[Collected data entries]
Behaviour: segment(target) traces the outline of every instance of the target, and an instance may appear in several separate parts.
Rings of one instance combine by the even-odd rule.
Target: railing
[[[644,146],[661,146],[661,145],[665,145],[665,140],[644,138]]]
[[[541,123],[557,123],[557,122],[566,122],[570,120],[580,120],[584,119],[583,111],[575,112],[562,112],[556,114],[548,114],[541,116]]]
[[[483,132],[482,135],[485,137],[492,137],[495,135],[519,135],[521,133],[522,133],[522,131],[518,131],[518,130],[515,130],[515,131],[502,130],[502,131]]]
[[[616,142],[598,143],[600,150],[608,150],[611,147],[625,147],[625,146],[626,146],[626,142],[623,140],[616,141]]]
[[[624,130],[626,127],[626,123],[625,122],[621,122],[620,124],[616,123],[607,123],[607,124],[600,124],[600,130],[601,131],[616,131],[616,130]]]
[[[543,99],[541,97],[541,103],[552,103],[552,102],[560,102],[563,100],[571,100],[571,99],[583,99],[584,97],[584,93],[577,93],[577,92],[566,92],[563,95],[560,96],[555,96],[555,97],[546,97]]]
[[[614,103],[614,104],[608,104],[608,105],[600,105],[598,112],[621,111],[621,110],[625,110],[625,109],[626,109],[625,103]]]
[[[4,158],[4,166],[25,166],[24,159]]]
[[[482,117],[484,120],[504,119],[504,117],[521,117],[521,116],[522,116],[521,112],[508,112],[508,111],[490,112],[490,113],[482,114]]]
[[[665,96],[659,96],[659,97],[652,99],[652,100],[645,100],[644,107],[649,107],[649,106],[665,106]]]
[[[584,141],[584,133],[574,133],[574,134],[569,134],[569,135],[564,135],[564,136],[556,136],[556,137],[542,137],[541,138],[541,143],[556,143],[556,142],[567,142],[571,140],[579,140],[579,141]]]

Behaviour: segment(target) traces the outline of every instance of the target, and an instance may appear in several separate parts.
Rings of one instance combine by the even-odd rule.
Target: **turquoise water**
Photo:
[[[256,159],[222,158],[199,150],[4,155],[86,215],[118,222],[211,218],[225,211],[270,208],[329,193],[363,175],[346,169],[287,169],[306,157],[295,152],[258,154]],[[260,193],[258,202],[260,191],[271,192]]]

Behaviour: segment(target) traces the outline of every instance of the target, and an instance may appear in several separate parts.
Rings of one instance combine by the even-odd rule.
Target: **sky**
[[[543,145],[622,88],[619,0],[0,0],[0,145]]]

Task brief –
Turn every line of the items above into a JSON list of strings, with one string per line and blank lines left out.

Full output –
[
  "Behaviour: segment(target) traces the outline of every instance of the target, and an instance may appear in several separate parts.",
  "Rings of one instance combine by the even-odd rule.",
  "Target: railing",
  "[[[644,146],[661,146],[661,145],[665,145],[665,140],[644,138]]]",
  "[[[541,123],[557,123],[557,122],[566,122],[570,120],[580,120],[584,119],[583,111],[575,112],[562,112],[556,114],[548,114],[541,116]]]",
  "[[[483,132],[482,135],[485,137],[492,137],[495,135],[519,135],[521,133],[522,133],[522,131],[518,131],[518,130],[515,130],[515,131],[502,130],[502,131]]]",
  "[[[616,142],[598,143],[600,150],[608,150],[611,147],[625,147],[625,146],[626,146],[626,142],[623,140],[616,141]]]",
  "[[[624,130],[626,127],[626,123],[625,122],[621,122],[620,124],[616,123],[607,123],[607,124],[600,124],[600,130],[601,131],[616,131],[616,130]]]",
  "[[[543,99],[541,97],[541,103],[552,103],[552,102],[560,102],[563,100],[571,100],[571,99],[583,99],[584,97],[584,93],[577,93],[577,92],[566,92],[563,95],[560,96],[555,96],[555,97],[546,97]]]",
  "[[[614,103],[614,104],[608,104],[608,105],[600,105],[598,112],[621,111],[621,110],[625,110],[625,109],[626,109],[625,103]]]",
  "[[[4,158],[4,166],[25,166],[24,159]]]",
  "[[[482,117],[484,120],[504,119],[504,117],[521,117],[521,116],[522,116],[521,112],[508,112],[508,111],[490,112],[490,113],[482,114]]]",
  "[[[665,96],[659,96],[659,97],[652,99],[652,100],[645,100],[644,107],[649,107],[649,106],[665,106]]]",
  "[[[584,141],[584,133],[574,133],[574,134],[569,134],[569,135],[564,135],[564,136],[556,136],[556,137],[542,137],[541,138],[541,143],[556,143],[556,142],[567,142],[571,140],[579,140],[579,141]]]",
  "Behaviour: segment(target) traces the outline of every instance of the target, and an instance may appear in several separate parts.",
  "Rings of one instance combine by the even-odd rule.",
  "Target: **turquoise water**",
  "Photo:",
  "[[[256,159],[222,158],[199,150],[4,155],[86,215],[118,222],[211,218],[225,211],[270,208],[329,193],[363,175],[346,169],[287,169],[306,157],[295,152],[258,154]],[[260,193],[258,202],[260,191],[271,192]]]",
  "Behaviour: segment(target) traces the outline of every instance of the target, and an instance may appear in several separate parts.",
  "Rings of one instance combine by the even-odd rule.",
  "Target: **sky**",
  "[[[543,145],[622,88],[619,0],[0,0],[0,145]]]"
]